▽

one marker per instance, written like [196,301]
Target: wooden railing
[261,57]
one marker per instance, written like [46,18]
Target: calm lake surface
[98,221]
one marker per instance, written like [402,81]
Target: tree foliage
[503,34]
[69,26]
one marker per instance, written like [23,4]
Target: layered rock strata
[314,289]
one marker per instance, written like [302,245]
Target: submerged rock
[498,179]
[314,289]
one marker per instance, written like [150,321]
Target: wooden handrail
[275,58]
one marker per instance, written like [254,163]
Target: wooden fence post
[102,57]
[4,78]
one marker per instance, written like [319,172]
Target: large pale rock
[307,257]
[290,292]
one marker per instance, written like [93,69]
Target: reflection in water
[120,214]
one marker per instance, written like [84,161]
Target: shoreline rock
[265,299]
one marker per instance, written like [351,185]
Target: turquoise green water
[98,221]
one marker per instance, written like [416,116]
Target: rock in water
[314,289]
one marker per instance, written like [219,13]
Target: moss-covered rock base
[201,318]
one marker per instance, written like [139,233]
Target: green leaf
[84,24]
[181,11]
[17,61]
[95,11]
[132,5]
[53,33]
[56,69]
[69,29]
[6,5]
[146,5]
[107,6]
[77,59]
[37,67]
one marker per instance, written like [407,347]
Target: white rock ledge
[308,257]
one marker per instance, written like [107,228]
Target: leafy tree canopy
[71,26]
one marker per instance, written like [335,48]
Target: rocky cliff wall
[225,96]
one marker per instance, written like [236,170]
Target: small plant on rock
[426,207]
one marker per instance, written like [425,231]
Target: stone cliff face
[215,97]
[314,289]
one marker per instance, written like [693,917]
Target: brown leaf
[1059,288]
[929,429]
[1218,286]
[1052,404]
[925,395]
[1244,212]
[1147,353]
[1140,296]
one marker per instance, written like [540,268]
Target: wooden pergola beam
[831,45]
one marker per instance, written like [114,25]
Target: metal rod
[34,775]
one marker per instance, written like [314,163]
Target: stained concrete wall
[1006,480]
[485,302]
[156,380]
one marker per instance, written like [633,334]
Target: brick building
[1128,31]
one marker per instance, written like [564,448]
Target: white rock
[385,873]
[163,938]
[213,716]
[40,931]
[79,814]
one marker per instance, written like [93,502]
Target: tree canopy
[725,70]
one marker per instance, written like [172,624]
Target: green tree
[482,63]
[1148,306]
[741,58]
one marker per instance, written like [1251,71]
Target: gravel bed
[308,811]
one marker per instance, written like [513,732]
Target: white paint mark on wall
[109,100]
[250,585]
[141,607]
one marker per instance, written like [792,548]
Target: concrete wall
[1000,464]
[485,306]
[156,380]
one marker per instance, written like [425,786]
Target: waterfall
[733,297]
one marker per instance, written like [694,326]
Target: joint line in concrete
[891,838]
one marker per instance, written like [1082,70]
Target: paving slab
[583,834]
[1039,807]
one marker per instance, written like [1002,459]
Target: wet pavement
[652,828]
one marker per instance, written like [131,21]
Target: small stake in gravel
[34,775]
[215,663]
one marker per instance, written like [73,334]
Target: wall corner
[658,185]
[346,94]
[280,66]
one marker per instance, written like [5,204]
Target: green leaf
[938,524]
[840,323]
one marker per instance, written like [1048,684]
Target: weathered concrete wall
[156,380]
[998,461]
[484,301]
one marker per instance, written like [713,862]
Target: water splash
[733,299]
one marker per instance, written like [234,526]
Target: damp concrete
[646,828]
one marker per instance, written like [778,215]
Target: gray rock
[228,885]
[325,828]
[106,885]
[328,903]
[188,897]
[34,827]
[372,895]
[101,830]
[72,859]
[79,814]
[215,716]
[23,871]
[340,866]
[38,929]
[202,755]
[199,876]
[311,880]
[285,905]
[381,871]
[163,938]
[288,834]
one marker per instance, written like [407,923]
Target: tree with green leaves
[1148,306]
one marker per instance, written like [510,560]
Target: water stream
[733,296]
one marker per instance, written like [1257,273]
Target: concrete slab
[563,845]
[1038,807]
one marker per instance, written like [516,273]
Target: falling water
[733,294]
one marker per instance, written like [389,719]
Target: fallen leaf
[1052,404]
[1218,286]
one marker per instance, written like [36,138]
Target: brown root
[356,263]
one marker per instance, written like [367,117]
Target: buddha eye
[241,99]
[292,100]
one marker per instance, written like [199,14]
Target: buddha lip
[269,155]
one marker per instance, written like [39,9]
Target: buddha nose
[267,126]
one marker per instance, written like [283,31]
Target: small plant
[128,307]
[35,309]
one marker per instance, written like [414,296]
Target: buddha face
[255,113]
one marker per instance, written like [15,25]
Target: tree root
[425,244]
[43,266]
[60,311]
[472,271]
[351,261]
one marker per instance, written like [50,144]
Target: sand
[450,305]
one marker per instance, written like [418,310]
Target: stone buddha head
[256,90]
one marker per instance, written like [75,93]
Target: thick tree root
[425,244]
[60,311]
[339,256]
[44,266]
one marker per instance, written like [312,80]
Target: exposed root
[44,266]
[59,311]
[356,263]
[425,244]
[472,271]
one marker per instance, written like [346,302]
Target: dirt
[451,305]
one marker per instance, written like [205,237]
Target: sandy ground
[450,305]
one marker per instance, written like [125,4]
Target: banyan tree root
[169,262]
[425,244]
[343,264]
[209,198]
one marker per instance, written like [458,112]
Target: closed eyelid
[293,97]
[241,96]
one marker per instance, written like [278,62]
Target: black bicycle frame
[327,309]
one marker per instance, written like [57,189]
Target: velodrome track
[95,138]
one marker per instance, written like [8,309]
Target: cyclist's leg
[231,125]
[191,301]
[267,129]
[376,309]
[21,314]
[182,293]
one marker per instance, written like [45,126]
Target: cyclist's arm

△

Please convert every one of the items above into a numbered list, leaving out any blank lines.

The output
1. one marker per instance, written like [196,301]
2. Target: wooden railing
3. [261,57]
4. one marker per instance, written like [46,18]
5. Target: calm lake surface
6. [98,221]
7. one marker per instance, written like [402,81]
8. Target: tree foliage
9. [503,34]
10. [69,26]
11. one marker per instance, written like [23,4]
12. Target: layered rock strata
13. [314,289]
14. one marker per instance, written like [302,245]
15. Target: submerged rock
16. [498,179]
17. [314,289]
18. one marker per instance, written like [150,321]
19. Target: wooden handrail
20. [275,58]
21. one marker per instance, written like [254,163]
22. Target: wooden fence post
23. [102,57]
24. [4,78]
25. one marker per instance, written like [319,172]
26. Target: large pale rock
27. [307,257]
28. [290,292]
29. one marker per instance, written like [93,69]
30. Target: reflection in water
31. [120,214]
32. one marker per instance, written like [84,161]
33. Target: shoreline rock
34. [265,299]
35. one marker per instance, written like [351,185]
36. Target: turquoise green water
37. [98,221]
38. one marker per instance, written like [416,116]
39. Target: rock in water
40. [314,289]
41. one marker per instance, written like [219,13]
42. Target: moss-covered rock base
43. [201,318]
44. one marker per instance, written like [139,233]
45. Target: green leaf
46. [84,24]
47. [181,11]
48. [17,61]
49. [95,11]
50. [132,5]
51. [53,33]
52. [56,69]
53. [69,29]
54. [6,5]
55. [146,5]
56. [107,6]
57. [77,59]
58. [37,67]
59. one marker per instance, written like [407,347]
60. Target: white rock ledge
61. [308,257]
62. one marker per instance, written like [107,228]
63. Target: leafy tree canopy
64. [71,26]
65. one marker per instance, written like [335,48]
66. Target: rocky cliff wall
67. [225,96]
68. one marker per instance, written like [236,170]
69. Target: small plant on rock
70. [426,207]
71. one marker per instance, written like [425,231]
72. Target: stone cliff face
73. [215,97]
74. [314,289]
75. one marker per instance, written like [693,917]
76. Target: brown leaf
77. [1059,288]
78. [929,429]
79. [1218,286]
80. [1052,404]
81. [925,395]
82. [1244,212]
83. [1147,353]
84. [1140,296]
85. one marker per instance, written like [540,268]
86. Target: wooden pergola beam
87. [831,45]
88. one marker per instance, written like [114,25]
89. Target: metal rod
90. [34,775]
91. one marker per instance, written like [314,163]
92. Target: stained concrete wall
93. [1006,480]
94. [485,302]
95. [156,380]
96. one marker per instance, written like [633,334]
97. Target: brick building
98. [1128,31]
99. one marker per instance, written like [564,448]
100. Target: white rock
101. [385,873]
102. [163,938]
103. [213,716]
104. [40,931]
105. [79,814]
106. one marker per instance, written like [93,502]
107. Target: tree canopy
108. [725,70]
109. one marker per instance, written like [172,624]
110. Target: green tree
111. [482,63]
112. [1148,306]
113. [741,58]
114. one marker per instance, written like [1251,71]
115. Target: gravel bed
116. [308,811]
117. one marker per instance, written like [513,732]
118. Target: white paint mark on wall
119. [109,100]
120. [250,585]
121. [141,607]
122. one marker per instance, written like [792,548]
123. Target: concrete wall
124. [1000,464]
125. [485,306]
126. [156,380]
127. one marker per instance, written like [425,786]
128. Target: waterfall
129. [733,297]
130. one marker per instance, written like [694,326]
131. Target: joint line in concrete
132. [891,838]
133. one marker per instance, written like [1082,70]
134. Target: paving slab
135. [583,834]
136. [1039,807]
137. one marker per instance, written like [1002,459]
138. Target: wet pavement
139. [652,828]
140. one marker per instance, written like [131,21]
141. Target: small stake in gravel
142. [34,775]
143. [215,663]
144. one marker per instance, written like [73,334]
145. Target: wall corner
146. [658,185]
147. [346,94]
148. [280,66]
149. one marker per instance, written like [5,204]
150. Target: green leaf
151. [938,524]
152. [840,323]
153. one marker per instance, written like [1048,684]
154. Target: weathered concrete wall
155. [156,380]
156. [998,461]
157. [484,301]
158. one marker per instance, written like [713,862]
159. Target: water splash
160. [733,299]
161. one marker per instance, written like [234,526]
162. Target: damp concrete
163. [646,828]
164. one marker per instance, written like [778,215]
165. Target: gray rock
166. [228,885]
167. [325,828]
168. [106,885]
169. [328,903]
170. [188,897]
171. [34,827]
172. [372,895]
173. [101,830]
174. [72,859]
175. [79,814]
176. [215,716]
177. [23,871]
178. [340,866]
179. [38,929]
180. [202,755]
181. [199,876]
182. [311,880]
183. [285,905]
184. [381,871]
185. [163,938]
186. [288,834]
187. one marker per instance, written like [407,923]
188. Target: tree with green leaves
189. [1148,306]
190. one marker per instance, written like [510,560]
191. Target: water stream
192. [733,296]
193. one marker per instance, written like [1257,273]
194. Target: concrete slab
195. [563,845]
196. [1038,807]
197. one marker per instance, written like [516,273]
198. Target: falling water
199. [733,294]
200. one marker per instance, written like [389,719]
201. Target: fallen leaf
202. [1052,404]
203. [1218,286]
204. one marker per instance, written like [36,138]
205. Target: brown root
206. [356,263]
207. one marker per instance, written like [367,117]
208. Target: buddha eye
209. [241,99]
210. [292,100]
211. one marker per instance, written like [199,14]
212. Target: buddha lip
213. [269,155]
214. one marker per instance, written like [39,9]
215. Target: buddha nose
216. [267,126]
217. one marker per instance, written like [283,31]
218. Target: small plant
219. [128,307]
220. [35,309]
221. one marker per instance, written like [414,296]
222. Target: buddha face
223. [255,113]
224. one marker per instance, written like [15,25]
225. Target: tree root
226. [425,244]
227. [43,266]
228. [60,311]
229. [472,271]
230. [351,261]
231. one marker per instance, written like [50,144]
232. Target: sand
233. [450,305]
234. one marker per instance, written like [418,310]
235. Target: stone buddha head
236. [256,90]
237. one marker per instance, written like [75,93]
238. Target: thick tree root
239. [425,244]
240. [60,311]
241. [339,256]
242. [44,266]
243. one marker per instance, written like [312,80]
244. Target: exposed root
245. [44,266]
246. [59,311]
247. [356,263]
248. [425,244]
249. [472,271]
250. one marker per instance, written like [346,302]
251. Target: dirt
252. [451,305]
253. one marker per instance, written like [205,237]
254. Target: sandy ground
255. [450,305]
256. one marker per instance, written like [125,4]
257. Target: banyan tree root
258. [169,262]
259. [425,244]
260. [343,264]
261. [209,198]
262. one marker per instance, written like [458,112]
263. Target: closed eyelid
264. [293,97]
265. [241,96]
266. one marker per instance, written like [278,62]
267. Target: black bicycle frame
268. [327,309]
269. one marker per instance, written like [57,189]
270. Target: velodrome track
271. [95,138]
272. one marker per instance, written like [8,309]
273. Target: cyclist's leg
274. [231,125]
275. [191,301]
276. [267,129]
277. [376,309]
278. [21,314]
279. [182,293]
280. one marker per instance, written like [45,126]
281. Target: cyclist's arm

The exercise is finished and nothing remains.